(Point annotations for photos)
• • • •
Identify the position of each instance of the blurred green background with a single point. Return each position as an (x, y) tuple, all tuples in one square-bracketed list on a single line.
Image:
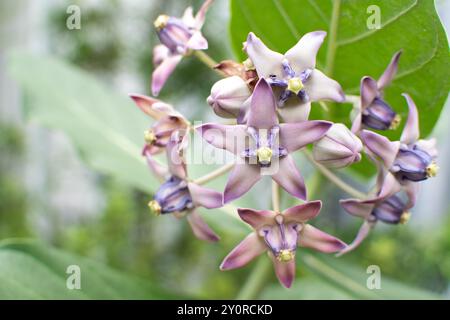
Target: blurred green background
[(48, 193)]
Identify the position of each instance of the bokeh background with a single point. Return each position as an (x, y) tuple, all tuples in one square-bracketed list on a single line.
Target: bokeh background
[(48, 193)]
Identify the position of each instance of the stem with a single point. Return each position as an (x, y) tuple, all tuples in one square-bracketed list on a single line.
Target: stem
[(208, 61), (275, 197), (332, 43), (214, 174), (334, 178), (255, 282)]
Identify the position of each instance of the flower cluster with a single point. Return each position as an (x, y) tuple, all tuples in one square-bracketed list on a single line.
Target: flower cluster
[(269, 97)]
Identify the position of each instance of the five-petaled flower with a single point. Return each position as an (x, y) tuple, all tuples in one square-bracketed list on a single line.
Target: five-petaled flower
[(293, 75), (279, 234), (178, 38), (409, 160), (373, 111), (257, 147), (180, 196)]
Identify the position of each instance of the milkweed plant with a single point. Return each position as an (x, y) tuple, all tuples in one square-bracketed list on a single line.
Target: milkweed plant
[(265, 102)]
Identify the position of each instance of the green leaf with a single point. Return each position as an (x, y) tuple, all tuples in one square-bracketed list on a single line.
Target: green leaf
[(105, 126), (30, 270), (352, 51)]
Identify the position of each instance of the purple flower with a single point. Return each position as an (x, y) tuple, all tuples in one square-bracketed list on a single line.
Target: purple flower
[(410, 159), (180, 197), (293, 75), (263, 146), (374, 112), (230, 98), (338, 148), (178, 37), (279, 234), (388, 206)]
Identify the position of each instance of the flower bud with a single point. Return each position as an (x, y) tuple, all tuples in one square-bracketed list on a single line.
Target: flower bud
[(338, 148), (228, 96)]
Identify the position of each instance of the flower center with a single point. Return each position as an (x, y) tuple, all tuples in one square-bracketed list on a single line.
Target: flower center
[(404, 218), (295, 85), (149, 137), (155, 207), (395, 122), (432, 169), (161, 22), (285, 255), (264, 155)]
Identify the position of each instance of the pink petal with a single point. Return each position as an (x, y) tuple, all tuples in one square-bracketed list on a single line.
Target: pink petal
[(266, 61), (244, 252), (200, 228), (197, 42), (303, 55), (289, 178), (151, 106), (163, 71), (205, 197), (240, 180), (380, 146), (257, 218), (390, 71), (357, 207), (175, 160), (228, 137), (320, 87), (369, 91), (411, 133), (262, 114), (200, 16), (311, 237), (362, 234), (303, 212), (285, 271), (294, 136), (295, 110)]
• • • •
◆ Written instruction:
Place the entry lines from the line containing "Identify the position of each instance of the purple" through the line containing "[(338, 148), (228, 96)]", both included, into a Markdown table with the columns Row and Line, skipping any blank lines.

◆ Response for this exercise:
| Row | Line |
|---|---|
| 1 | Identify the position of each instance of the purple flower with a single point. Return each position as an (x, y) tuple, all tuples in one square-bracketed list on a single line. |
| 2 | Target: purple flower |
| 3 | [(410, 159), (180, 197), (293, 75), (263, 146), (374, 112), (230, 98), (338, 148), (178, 37), (279, 234), (388, 206)] |
| 4 | Identify the position of each instance of the flower bud with a single point. Return each position as an (x, y) tuple, all tuples in one square-bracketed list on a single line. |
| 5 | Target: flower bud |
| 6 | [(338, 148), (228, 96)] |